EXERCISE PROMPT: Print exactly, and only, the lines running from the line containing "Place a point on the grass in" through the end of the records below.

== THE INPUT

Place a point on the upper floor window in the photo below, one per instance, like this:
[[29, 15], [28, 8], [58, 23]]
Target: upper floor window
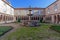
[[55, 7]]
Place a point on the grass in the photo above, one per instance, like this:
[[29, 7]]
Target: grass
[[56, 28], [4, 29], [42, 32]]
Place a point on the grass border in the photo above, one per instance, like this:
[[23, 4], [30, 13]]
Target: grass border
[[6, 31]]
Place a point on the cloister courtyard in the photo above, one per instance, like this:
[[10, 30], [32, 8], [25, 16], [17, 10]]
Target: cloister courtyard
[[43, 32]]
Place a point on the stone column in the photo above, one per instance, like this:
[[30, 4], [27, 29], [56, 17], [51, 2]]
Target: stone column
[[52, 18]]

====

RESPONSE TO THIS EXERCISE:
Place a point on the grass in the photo above, one per instance, like this:
[[29, 7]]
Target: grass
[[56, 28], [4, 29], [42, 32]]
Place a point on the grass border in the photo above, one per instance, like this:
[[23, 4], [30, 13]]
Target: grass border
[[6, 31]]
Place a point on the cloister courtyard in the photo above, one per instance, like this:
[[10, 30], [32, 8], [25, 16], [17, 10]]
Target: cloister courtyard
[[43, 32]]
Place a point on the stone column in the photo above, one per instance, like this:
[[30, 4], [27, 29], [56, 17], [51, 2]]
Target: stone column
[[52, 18]]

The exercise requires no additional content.